Directions: Recast the entries from the line containing "Category: black yoga pant" down to the line containing "[1008,470,1173,510]", both included, as a Markdown table with columns n and Line, one numbered row per line and blank lines left out.

Begin Records shown

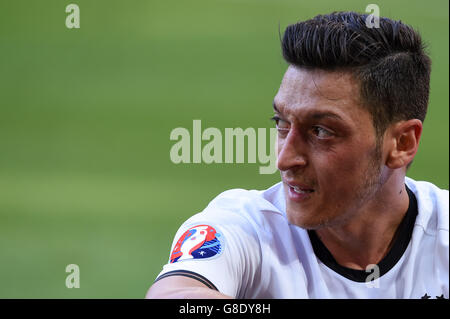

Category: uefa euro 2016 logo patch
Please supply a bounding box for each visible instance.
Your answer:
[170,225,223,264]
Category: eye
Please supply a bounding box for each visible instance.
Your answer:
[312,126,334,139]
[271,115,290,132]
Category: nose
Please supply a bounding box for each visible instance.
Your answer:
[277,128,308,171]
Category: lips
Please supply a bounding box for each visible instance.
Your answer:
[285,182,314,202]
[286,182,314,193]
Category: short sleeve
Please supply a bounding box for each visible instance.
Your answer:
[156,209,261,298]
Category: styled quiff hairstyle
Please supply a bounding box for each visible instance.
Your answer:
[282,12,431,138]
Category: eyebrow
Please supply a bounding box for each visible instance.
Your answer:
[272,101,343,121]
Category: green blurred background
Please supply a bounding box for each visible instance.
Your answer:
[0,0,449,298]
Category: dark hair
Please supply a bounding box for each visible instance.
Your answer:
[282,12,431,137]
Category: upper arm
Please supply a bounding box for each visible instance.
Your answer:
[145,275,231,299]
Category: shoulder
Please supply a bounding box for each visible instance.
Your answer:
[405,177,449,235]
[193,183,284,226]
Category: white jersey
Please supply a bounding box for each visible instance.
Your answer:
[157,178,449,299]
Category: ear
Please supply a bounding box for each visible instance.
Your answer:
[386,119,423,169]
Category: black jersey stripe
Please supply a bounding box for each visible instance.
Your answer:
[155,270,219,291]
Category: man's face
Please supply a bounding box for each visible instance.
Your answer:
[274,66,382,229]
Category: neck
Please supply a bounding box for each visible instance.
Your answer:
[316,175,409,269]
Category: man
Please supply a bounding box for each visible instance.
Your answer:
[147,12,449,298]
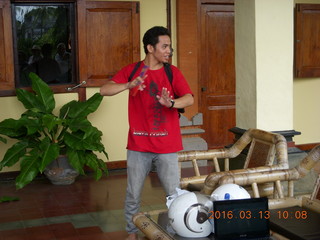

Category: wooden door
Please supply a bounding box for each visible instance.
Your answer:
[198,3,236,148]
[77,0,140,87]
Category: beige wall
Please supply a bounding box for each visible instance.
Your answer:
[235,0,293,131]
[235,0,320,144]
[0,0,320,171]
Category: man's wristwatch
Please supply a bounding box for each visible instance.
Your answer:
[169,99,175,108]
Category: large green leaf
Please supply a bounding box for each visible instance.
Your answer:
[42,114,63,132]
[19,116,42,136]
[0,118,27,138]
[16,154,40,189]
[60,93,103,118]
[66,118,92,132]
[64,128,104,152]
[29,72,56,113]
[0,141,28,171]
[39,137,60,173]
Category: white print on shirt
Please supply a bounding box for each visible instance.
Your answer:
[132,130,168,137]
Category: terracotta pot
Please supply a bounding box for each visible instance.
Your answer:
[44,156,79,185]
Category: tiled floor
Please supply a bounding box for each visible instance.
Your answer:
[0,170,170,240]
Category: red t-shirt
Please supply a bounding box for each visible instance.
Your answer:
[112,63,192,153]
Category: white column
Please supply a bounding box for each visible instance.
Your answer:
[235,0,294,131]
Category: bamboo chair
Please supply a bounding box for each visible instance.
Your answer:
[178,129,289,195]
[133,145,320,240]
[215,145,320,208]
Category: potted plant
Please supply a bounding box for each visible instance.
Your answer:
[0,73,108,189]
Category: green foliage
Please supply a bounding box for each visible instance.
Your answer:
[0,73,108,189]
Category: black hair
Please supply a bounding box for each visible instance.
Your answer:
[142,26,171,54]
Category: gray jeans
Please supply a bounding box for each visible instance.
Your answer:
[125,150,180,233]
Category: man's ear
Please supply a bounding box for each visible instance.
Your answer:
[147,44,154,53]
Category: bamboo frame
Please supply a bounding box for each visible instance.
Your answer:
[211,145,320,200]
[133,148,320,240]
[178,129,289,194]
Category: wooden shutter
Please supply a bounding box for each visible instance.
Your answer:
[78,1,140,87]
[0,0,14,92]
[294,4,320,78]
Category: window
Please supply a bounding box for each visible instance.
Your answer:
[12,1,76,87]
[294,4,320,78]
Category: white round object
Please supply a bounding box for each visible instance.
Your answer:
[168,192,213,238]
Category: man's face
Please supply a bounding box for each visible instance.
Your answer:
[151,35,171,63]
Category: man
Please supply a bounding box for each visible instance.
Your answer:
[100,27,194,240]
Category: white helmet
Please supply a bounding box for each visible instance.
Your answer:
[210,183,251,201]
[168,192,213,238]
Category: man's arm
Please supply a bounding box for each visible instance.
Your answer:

End Records shown
Begin Records shown

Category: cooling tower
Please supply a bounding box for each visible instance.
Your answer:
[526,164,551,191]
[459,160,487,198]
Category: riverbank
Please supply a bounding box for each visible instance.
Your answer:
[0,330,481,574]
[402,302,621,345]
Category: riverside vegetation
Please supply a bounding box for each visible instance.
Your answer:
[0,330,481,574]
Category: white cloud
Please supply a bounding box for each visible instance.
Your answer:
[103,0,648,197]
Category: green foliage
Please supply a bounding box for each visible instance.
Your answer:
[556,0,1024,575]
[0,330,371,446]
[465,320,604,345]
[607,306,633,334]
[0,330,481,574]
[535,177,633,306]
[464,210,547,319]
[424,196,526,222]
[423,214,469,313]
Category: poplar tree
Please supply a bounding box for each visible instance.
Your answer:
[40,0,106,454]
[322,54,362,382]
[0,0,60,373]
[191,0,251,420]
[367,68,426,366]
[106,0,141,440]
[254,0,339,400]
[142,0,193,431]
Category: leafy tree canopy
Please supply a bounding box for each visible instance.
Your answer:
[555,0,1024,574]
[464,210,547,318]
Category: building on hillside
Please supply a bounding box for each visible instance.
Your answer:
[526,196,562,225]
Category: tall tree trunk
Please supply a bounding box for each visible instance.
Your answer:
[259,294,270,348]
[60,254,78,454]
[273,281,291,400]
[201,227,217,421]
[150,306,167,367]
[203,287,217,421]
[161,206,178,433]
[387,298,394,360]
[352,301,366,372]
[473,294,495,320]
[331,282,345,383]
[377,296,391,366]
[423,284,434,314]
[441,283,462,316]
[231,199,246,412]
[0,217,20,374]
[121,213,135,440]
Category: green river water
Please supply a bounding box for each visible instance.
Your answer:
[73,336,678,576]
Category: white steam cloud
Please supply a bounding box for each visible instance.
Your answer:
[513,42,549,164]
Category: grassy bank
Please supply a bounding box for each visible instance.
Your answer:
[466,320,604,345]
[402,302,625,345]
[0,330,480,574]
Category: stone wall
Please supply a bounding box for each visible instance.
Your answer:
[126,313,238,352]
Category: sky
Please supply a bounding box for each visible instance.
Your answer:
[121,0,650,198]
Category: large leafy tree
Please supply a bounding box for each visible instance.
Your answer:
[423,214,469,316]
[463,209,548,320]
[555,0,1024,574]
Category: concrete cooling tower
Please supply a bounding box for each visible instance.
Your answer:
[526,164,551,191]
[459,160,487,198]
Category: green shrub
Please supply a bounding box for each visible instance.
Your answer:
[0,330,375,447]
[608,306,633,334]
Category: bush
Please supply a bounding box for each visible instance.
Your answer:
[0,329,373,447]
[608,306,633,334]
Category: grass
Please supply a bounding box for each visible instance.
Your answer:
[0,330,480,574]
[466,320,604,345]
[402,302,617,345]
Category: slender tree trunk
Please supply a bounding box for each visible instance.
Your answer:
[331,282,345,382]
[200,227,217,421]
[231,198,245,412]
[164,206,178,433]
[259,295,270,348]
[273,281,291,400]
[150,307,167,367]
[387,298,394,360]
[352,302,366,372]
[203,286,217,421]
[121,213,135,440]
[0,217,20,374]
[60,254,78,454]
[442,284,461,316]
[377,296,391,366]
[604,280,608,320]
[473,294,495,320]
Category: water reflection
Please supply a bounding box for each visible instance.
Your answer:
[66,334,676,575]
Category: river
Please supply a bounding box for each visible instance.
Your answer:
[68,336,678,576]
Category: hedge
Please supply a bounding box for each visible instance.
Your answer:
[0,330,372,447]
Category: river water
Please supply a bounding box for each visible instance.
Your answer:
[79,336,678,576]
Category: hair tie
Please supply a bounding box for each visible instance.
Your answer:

End Records shown
Begin Records shown

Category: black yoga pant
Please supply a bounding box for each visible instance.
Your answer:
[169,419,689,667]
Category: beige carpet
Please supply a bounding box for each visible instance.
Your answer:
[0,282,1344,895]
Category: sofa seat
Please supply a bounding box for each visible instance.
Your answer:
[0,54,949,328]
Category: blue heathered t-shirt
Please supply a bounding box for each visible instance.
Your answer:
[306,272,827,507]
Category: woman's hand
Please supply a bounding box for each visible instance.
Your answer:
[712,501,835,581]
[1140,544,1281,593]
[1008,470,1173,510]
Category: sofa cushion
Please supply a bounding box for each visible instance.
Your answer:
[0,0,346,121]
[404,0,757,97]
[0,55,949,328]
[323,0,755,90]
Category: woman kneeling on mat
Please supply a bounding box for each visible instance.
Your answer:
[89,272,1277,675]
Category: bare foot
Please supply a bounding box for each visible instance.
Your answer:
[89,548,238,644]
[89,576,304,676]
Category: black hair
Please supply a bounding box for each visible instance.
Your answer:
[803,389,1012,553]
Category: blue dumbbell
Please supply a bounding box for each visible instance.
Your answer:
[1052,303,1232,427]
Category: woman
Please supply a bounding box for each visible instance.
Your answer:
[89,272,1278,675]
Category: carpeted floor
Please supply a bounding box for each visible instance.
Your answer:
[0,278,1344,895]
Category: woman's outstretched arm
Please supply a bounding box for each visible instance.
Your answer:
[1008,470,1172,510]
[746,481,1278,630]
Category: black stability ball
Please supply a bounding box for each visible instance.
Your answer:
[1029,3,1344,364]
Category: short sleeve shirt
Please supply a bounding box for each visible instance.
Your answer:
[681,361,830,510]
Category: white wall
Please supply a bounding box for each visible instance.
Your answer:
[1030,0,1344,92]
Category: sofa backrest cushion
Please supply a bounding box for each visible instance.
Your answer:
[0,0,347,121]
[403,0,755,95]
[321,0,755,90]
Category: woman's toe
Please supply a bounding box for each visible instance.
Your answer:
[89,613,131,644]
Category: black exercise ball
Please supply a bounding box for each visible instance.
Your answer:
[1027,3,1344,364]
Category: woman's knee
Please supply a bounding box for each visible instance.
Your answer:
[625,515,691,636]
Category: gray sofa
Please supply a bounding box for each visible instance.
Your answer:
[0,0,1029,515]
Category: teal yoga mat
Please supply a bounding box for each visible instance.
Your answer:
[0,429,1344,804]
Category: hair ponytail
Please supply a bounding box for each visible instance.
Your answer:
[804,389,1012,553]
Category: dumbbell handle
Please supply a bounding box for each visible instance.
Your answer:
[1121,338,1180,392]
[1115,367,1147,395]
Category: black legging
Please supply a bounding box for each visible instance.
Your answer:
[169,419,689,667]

End Records shown

Written answer:
| n | Line |
|---|---|
| 1 | Category: black yoga pant |
| 2 | Please supply a bounding box for each visible instance. |
| 3 | Your answer: |
| 4 | [169,419,689,667] |
| 5 | Category: beige carpet |
| 6 | Please supply a bounding box for each visible instance. |
| 7 | Your answer: |
| 8 | [0,282,1344,895] |
| 9 | Category: sofa seat |
| 10 | Please supply a bounding box for each visible instance. |
| 11 | Your answer: |
| 12 | [0,54,949,328] |
| 13 | Category: blue heathered t-shirt |
| 14 | Please supply a bounding box for each visible instance. |
| 15 | Your answer: |
| 16 | [306,272,827,507] |
| 17 | Category: woman's hand |
| 18 | Please supply a bounding box for each visible instance. |
| 19 | Your answer: |
| 20 | [712,501,835,581] |
| 21 | [1140,544,1281,593] |
| 22 | [1008,470,1173,510] |